## [Excerpted passage]
3. North County Orders—2009
North County, a CLEC, asked the FCC to order that MetroPCS, a CMRS, pay for terminating traffic, establish an interim compensation arrangement for termination of intrastate traffic, and enter into a final interconnection agreement. N. Cnty.
Commc'ns Corp. v. MetroPCS Cal., LLC, 24 FCC Rcd. 3807, 3809 (2009) (the “Bureau Merits Order ”). All the traffic went from the CMRS to the CLEC because the CLEC's chat line customers did not generate outbound calls, and its telemarketing customers could not call cell phones. Id. at 3808–09. The parties attempted, but were unable, to negotiate an interconnection agreement and the CLEC began to bill the CMRS anyway. Id. The CMRS argued that no compensation was owed to the CLEC on the basis that the rule should be bill-and-keep. Id.
The FCC Enforcement Bureau ruled that to collect termination charges, a rate must first be set by the California Public Utilities Commission (the “CA PUC”), and not by the FCC, as states have the authority to set such rates under section 2(b) of the 1934 Communications Act, and the FCC has not preempted this authority. Id. at 3810–11. The Enforcement Bureau also said that in setting this rate, the CA PUC is entitled to employ whatever “procedural method it deems appropriate under state law.” Id.
The FCC is a federal regulatory agency and has both rulemaking and adjudicatory functions. 47 U.S.C. § 155(c) (2011). In its rulemaking role, it has promulgated many rules that have application to the instant dispute, and that are discussed herein. It also has an adjudicatory role that is exercised in the first instance by its Enforcement Bureau, which is responsible for investigating potential illegal activity and enforcing rules and orders. 47 C.F.R. § 0.311 (2013). Decisions of the Enforcement Bureau can be appealed to the full FCC. 47 C.F.R. § 0.311(a)(2) (2013).

## [Stated exercise a]
Answer these questions about the passage on the North County orders, one per line:
(i) What did the CMRS argue the compensation rule should be?
(ii) Which body did the Enforcement Bureau say must first set a rate before termination charges can be collected?
(iii) To whom can decisions of the Enforcement Bureau be appealed?

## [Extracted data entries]
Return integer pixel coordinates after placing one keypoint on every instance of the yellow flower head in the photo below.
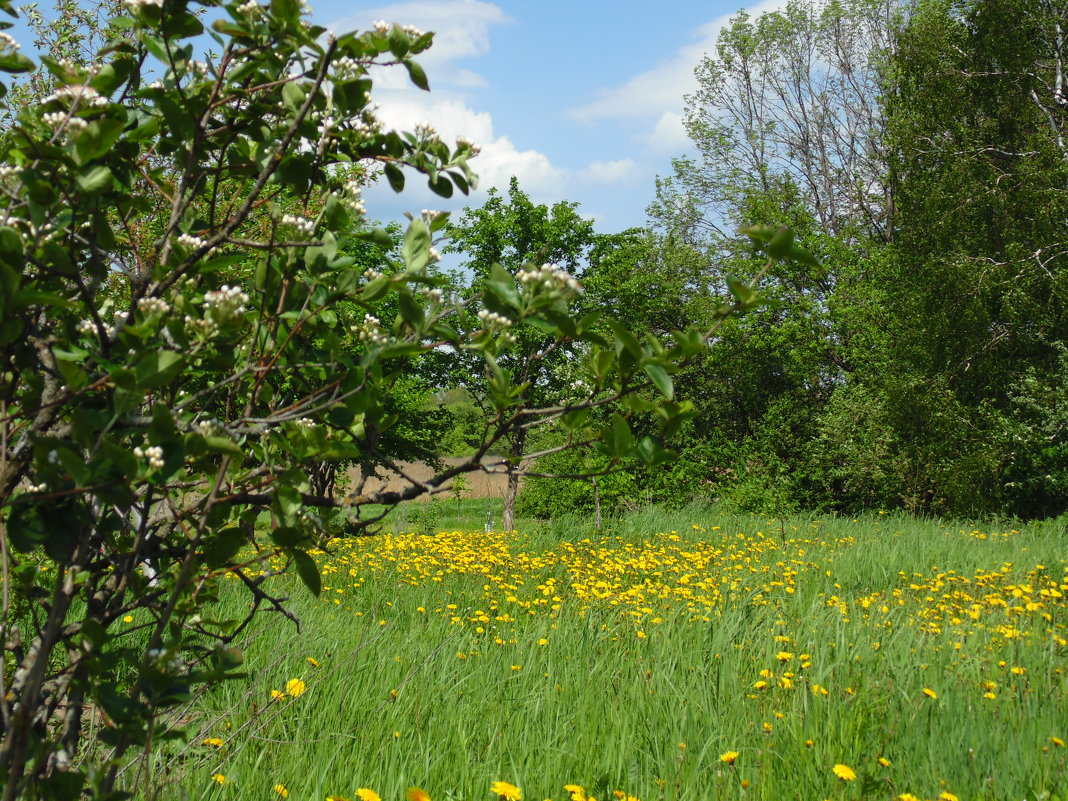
(844, 772)
(295, 687)
(505, 790)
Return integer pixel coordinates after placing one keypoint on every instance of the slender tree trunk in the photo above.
(596, 504)
(516, 457)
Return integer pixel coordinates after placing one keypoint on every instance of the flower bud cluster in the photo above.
(188, 240)
(154, 454)
(351, 199)
(493, 322)
(204, 327)
(58, 120)
(153, 305)
(465, 142)
(302, 224)
(208, 427)
(372, 331)
(78, 94)
(346, 67)
(550, 279)
(226, 300)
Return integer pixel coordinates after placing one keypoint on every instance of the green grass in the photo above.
(641, 693)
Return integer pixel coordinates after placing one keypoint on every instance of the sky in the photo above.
(582, 100)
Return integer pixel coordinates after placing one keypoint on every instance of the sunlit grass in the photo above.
(704, 657)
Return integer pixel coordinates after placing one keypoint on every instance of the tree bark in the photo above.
(515, 460)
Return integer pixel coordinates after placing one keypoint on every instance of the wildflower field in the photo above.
(674, 657)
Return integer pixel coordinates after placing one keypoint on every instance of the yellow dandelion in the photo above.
(295, 687)
(844, 772)
(505, 790)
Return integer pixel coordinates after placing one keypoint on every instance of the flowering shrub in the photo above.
(186, 339)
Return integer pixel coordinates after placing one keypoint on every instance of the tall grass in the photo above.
(635, 659)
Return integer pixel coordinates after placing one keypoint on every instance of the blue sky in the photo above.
(582, 100)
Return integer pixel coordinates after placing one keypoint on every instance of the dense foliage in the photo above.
(199, 329)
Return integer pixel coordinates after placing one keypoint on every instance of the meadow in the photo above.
(690, 655)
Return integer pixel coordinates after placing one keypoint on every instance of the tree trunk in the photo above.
(515, 460)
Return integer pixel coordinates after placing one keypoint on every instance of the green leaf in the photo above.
(96, 139)
(309, 571)
(660, 379)
(158, 367)
(94, 181)
(12, 61)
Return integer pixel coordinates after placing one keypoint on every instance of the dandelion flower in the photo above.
(505, 790)
(295, 687)
(844, 772)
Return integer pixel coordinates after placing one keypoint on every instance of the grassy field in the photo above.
(684, 656)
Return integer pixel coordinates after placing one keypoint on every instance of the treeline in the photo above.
(919, 150)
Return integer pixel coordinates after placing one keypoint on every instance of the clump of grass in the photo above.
(832, 657)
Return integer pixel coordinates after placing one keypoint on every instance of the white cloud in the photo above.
(610, 172)
(669, 135)
(660, 90)
(460, 27)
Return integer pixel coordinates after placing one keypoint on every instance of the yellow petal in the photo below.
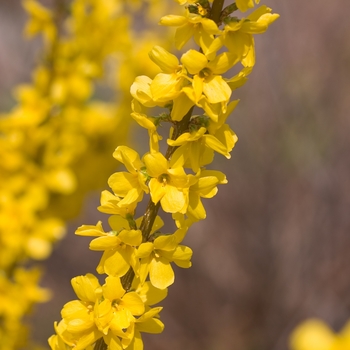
(85, 287)
(133, 303)
(173, 201)
(172, 20)
(161, 273)
(194, 61)
(166, 61)
(216, 89)
(113, 288)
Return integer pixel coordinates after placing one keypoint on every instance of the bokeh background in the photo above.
(274, 248)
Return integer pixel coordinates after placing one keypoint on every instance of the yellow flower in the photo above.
(205, 187)
(130, 185)
(167, 184)
(202, 29)
(115, 315)
(117, 245)
(166, 86)
(314, 334)
(78, 328)
(244, 5)
(197, 147)
(41, 20)
(109, 205)
(156, 257)
(238, 34)
(148, 124)
(206, 76)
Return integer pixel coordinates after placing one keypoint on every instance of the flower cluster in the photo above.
(55, 142)
(193, 95)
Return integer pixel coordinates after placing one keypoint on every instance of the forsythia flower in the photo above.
(156, 257)
(137, 256)
(117, 245)
(167, 185)
(314, 334)
(191, 25)
(130, 185)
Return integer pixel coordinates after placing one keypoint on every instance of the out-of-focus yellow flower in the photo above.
(314, 334)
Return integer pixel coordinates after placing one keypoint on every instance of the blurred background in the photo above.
(274, 249)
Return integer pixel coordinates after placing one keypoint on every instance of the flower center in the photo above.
(164, 179)
(205, 73)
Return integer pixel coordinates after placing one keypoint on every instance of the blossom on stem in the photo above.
(201, 28)
(156, 257)
(118, 245)
(129, 185)
(168, 184)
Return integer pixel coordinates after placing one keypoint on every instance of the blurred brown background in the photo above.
(274, 249)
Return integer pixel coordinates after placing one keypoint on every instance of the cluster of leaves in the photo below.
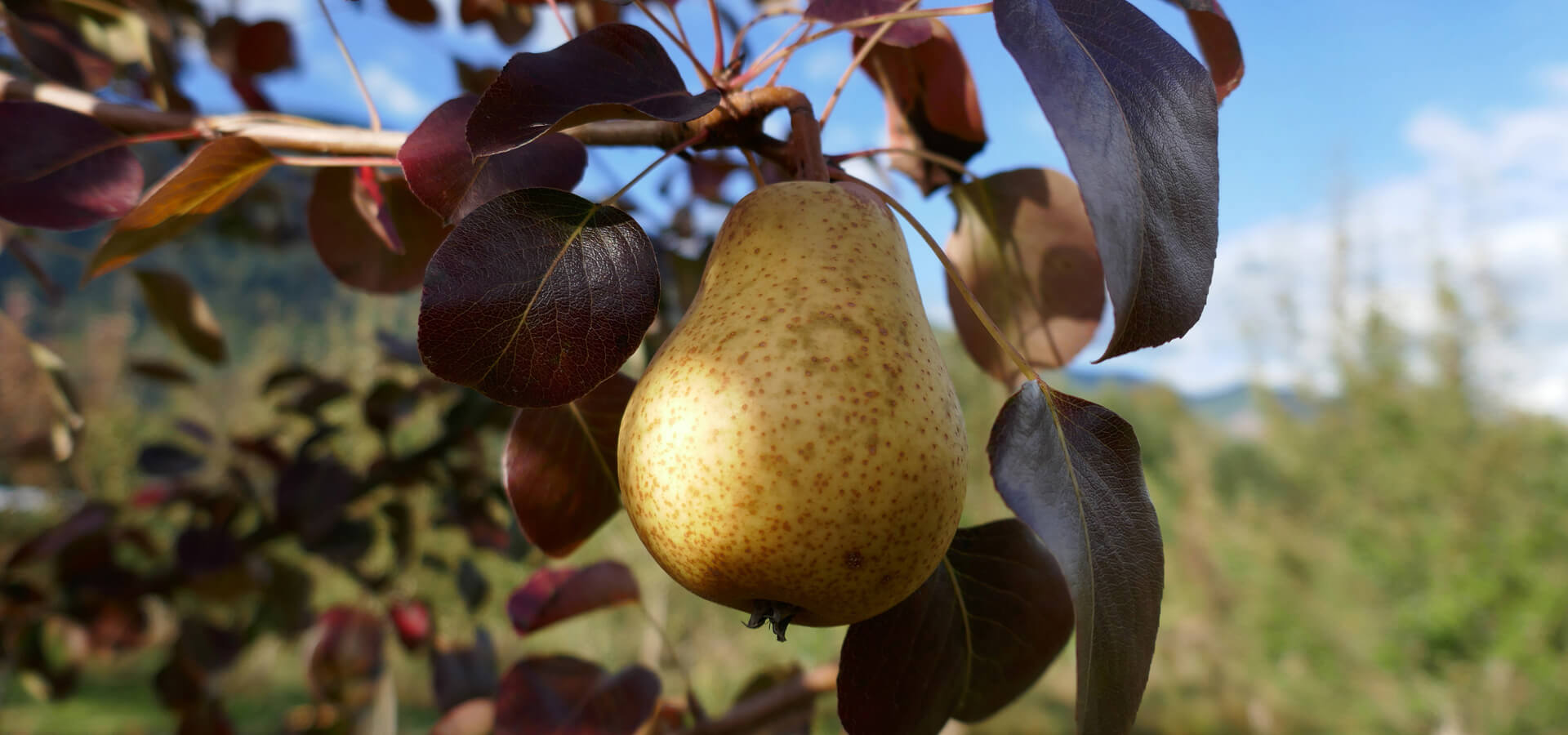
(535, 296)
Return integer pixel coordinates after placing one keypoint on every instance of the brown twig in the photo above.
(758, 710)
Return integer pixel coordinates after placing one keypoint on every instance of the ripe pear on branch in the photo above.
(795, 450)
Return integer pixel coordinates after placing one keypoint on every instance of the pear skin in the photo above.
(795, 448)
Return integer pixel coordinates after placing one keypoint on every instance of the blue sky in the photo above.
(1446, 134)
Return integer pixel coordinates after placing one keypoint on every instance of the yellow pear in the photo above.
(795, 448)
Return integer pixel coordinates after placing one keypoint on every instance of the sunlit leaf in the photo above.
(555, 595)
(1026, 250)
(903, 33)
(538, 93)
(1222, 51)
(350, 234)
(559, 695)
(182, 314)
(449, 180)
(1136, 116)
(932, 104)
(537, 296)
(207, 180)
(1070, 469)
(61, 170)
(982, 629)
(560, 466)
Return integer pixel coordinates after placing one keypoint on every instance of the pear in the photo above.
(795, 448)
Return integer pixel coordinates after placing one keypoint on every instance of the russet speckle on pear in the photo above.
(797, 439)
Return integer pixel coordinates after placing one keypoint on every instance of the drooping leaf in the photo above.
(414, 11)
(555, 595)
(182, 314)
(973, 638)
(903, 33)
(352, 235)
(1222, 51)
(1026, 250)
(932, 104)
(39, 409)
(463, 673)
(1070, 469)
(560, 466)
(57, 49)
(167, 460)
(557, 695)
(1136, 116)
(537, 93)
(537, 296)
(448, 179)
(61, 170)
(209, 179)
(472, 585)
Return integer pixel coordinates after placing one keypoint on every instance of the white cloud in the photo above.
(392, 95)
(1490, 203)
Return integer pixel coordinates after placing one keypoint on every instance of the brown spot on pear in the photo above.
(745, 496)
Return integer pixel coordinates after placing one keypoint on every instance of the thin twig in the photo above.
(359, 82)
(855, 63)
(702, 71)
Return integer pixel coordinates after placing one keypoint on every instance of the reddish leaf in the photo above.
(973, 638)
(353, 242)
(182, 314)
(158, 370)
(932, 104)
(61, 170)
(555, 595)
(564, 695)
(903, 33)
(1136, 118)
(57, 51)
(209, 179)
(560, 466)
(1217, 41)
(414, 11)
(349, 657)
(449, 180)
(1026, 250)
(1070, 469)
(460, 675)
(538, 93)
(538, 296)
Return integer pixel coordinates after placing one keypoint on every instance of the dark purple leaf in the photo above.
(608, 73)
(555, 595)
(1070, 469)
(1026, 250)
(158, 370)
(448, 179)
(167, 460)
(538, 296)
(57, 51)
(973, 638)
(352, 234)
(564, 695)
(472, 585)
(903, 33)
(932, 104)
(1136, 116)
(560, 467)
(61, 170)
(207, 180)
(460, 675)
(1222, 51)
(182, 314)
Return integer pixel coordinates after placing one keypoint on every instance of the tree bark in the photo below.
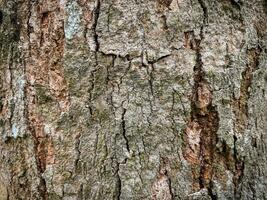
(124, 99)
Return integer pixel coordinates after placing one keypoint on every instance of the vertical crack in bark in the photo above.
(123, 129)
(201, 131)
(241, 111)
(96, 16)
(161, 189)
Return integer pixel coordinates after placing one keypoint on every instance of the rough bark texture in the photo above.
(133, 99)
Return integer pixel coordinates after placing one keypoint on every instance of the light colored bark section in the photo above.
(129, 99)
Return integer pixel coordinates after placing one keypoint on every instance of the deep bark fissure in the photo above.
(241, 112)
(203, 113)
(123, 129)
(95, 20)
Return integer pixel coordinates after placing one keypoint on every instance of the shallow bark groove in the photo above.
(125, 99)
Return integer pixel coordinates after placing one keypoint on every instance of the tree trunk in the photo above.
(124, 99)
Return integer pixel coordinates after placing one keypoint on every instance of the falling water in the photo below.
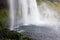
(12, 14)
(27, 9)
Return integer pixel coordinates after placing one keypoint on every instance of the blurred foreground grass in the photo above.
(5, 33)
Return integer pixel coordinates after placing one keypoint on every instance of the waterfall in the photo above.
(12, 14)
(27, 11)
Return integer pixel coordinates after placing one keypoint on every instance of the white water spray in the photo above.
(12, 14)
(27, 9)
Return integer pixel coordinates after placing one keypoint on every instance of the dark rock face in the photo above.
(39, 32)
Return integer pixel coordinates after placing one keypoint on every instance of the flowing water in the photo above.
(39, 24)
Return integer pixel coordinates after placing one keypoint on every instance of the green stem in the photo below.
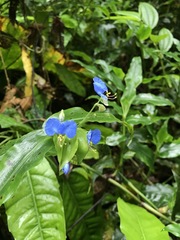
(84, 120)
(149, 205)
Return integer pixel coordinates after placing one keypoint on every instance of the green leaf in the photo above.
(70, 80)
(169, 150)
(68, 21)
(148, 98)
(9, 122)
(148, 14)
(36, 209)
(162, 135)
(26, 153)
(166, 43)
(143, 153)
(133, 79)
(143, 32)
(78, 200)
(159, 194)
(115, 139)
(125, 16)
(65, 148)
(173, 228)
(176, 208)
(79, 114)
(144, 120)
(136, 223)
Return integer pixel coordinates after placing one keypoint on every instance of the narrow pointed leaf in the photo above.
(36, 209)
(78, 199)
(133, 79)
(136, 223)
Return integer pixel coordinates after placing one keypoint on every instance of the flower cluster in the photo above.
(69, 128)
(55, 126)
(101, 89)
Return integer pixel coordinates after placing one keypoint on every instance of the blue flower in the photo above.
(55, 126)
(66, 168)
(100, 87)
(94, 136)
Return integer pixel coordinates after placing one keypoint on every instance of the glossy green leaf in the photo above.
(36, 209)
(149, 98)
(65, 148)
(171, 150)
(9, 122)
(148, 14)
(115, 139)
(176, 208)
(133, 79)
(125, 16)
(136, 223)
(159, 194)
(22, 156)
(162, 135)
(143, 153)
(78, 199)
(174, 229)
(143, 32)
(166, 43)
(144, 120)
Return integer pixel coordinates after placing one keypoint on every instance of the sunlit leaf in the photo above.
(133, 79)
(174, 229)
(26, 153)
(79, 114)
(78, 199)
(36, 209)
(148, 98)
(9, 122)
(169, 150)
(148, 14)
(166, 43)
(160, 194)
(136, 223)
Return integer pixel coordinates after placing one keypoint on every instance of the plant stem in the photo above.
(149, 205)
(84, 120)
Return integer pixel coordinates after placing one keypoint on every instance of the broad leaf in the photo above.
(174, 229)
(133, 79)
(9, 122)
(148, 14)
(26, 153)
(79, 114)
(78, 199)
(136, 223)
(36, 209)
(144, 120)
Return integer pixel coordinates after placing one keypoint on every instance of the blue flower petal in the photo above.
(94, 136)
(100, 87)
(52, 126)
(70, 128)
(66, 168)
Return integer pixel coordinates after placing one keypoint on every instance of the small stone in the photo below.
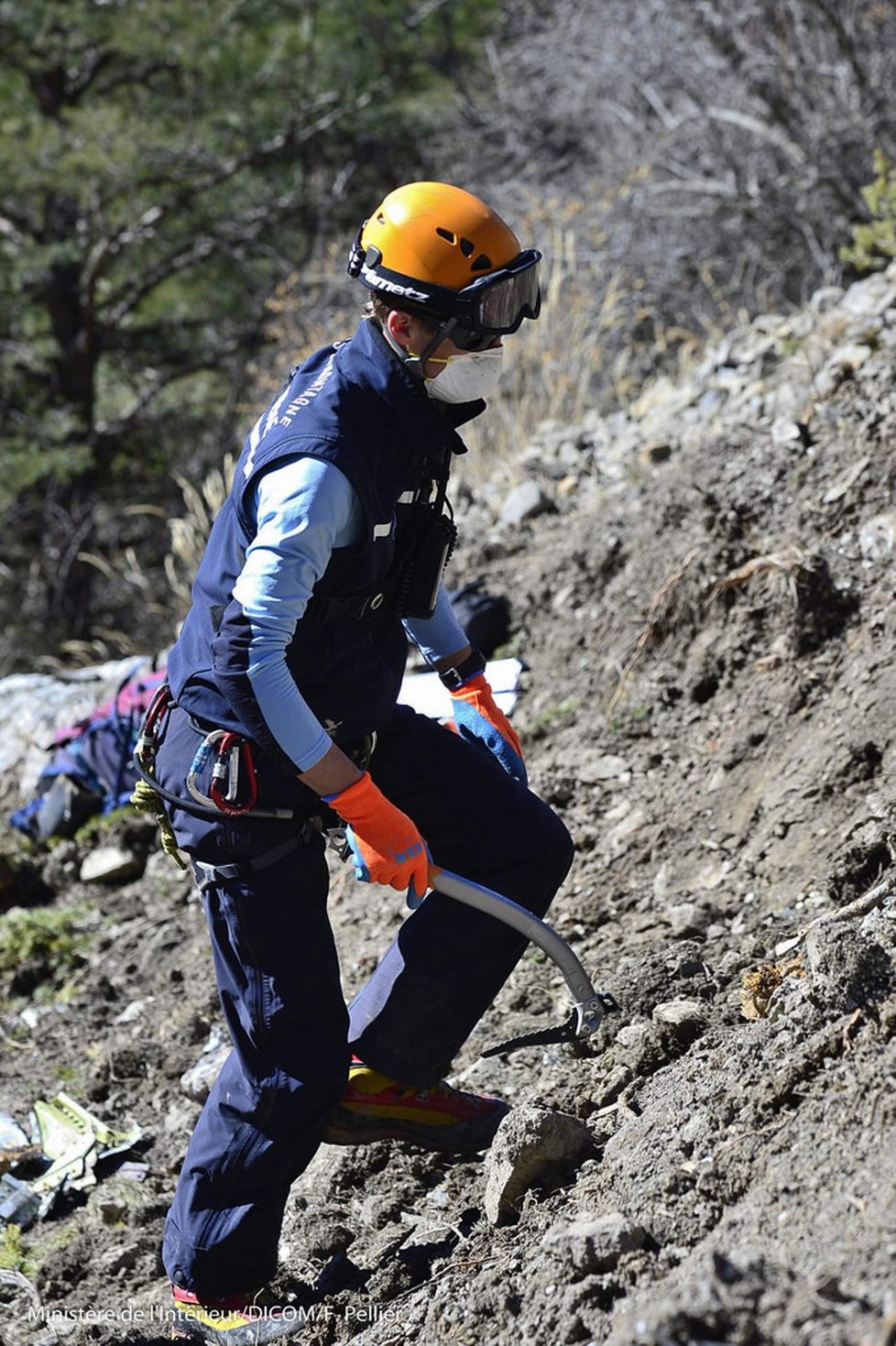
(197, 1082)
(592, 1247)
(111, 864)
(525, 501)
(531, 1145)
(681, 1013)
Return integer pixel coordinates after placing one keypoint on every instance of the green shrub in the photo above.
(875, 243)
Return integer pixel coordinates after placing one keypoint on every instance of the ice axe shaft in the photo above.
(591, 1004)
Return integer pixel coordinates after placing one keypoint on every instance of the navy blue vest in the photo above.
(355, 407)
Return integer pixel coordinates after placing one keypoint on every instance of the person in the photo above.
(281, 717)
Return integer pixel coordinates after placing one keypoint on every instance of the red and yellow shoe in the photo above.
(374, 1107)
(233, 1320)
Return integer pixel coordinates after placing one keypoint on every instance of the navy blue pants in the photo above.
(279, 983)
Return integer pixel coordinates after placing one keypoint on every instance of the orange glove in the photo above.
(385, 843)
(479, 720)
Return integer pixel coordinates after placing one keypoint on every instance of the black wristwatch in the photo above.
(453, 679)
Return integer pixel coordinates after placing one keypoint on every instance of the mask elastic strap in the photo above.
(416, 364)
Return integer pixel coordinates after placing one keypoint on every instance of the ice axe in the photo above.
(589, 1006)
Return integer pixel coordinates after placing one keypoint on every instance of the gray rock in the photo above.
(681, 1013)
(111, 864)
(525, 501)
(531, 1145)
(594, 1245)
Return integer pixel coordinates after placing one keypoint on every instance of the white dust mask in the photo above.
(474, 373)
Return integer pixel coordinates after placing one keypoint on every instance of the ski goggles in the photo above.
(496, 304)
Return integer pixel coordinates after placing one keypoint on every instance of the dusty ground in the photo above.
(711, 705)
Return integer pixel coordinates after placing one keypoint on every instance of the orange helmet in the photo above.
(437, 249)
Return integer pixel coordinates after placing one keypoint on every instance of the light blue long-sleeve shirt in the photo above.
(306, 509)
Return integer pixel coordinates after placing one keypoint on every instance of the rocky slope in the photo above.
(703, 593)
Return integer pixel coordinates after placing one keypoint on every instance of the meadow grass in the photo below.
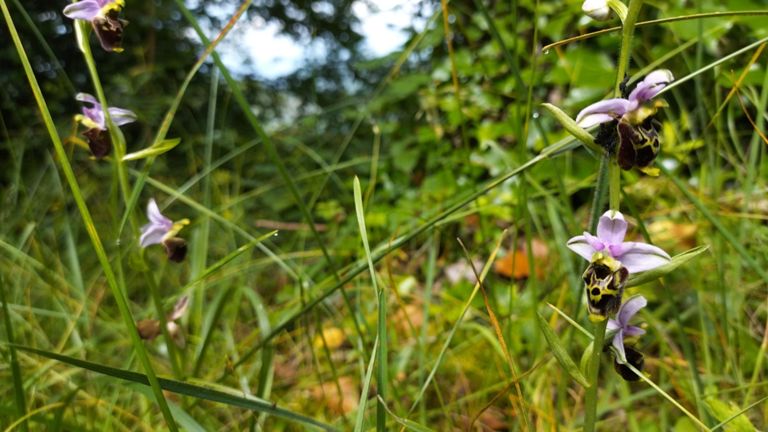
(407, 268)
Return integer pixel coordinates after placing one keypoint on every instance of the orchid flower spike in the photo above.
(633, 109)
(620, 327)
(161, 230)
(634, 256)
(103, 16)
(596, 9)
(93, 118)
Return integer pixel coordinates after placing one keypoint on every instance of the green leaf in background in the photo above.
(560, 353)
(736, 420)
(153, 150)
(677, 261)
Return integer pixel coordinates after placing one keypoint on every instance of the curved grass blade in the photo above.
(654, 22)
(408, 424)
(18, 384)
(730, 238)
(366, 385)
(678, 260)
(382, 379)
(384, 249)
(187, 389)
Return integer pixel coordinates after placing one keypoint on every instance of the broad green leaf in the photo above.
(677, 261)
(572, 127)
(153, 150)
(560, 353)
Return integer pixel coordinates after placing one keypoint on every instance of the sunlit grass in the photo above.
(396, 272)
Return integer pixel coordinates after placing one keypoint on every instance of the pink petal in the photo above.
(84, 10)
(581, 246)
(122, 116)
(613, 107)
(152, 234)
(632, 331)
(653, 83)
(639, 257)
(157, 218)
(590, 120)
(612, 227)
(593, 241)
(613, 325)
(85, 97)
(629, 309)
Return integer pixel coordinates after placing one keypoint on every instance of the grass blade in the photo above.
(98, 246)
(560, 353)
(225, 396)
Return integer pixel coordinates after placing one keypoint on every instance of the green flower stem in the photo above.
(614, 197)
(627, 32)
(122, 302)
(614, 185)
(590, 402)
(118, 151)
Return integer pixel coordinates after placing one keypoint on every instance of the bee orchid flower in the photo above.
(103, 16)
(161, 230)
(611, 229)
(93, 118)
(633, 109)
(620, 327)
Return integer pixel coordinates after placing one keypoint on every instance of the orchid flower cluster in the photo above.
(628, 127)
(103, 15)
(97, 118)
(104, 18)
(611, 261)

## [Stated exercise b]
Count the lines in the rows that contain the string "navy", and reply with the number alone.

## [Written solution a]
(i) Bill-and-keep
(ii) The California Public Utilities Commission
(iii) The full FCC

## [Written solution b]
2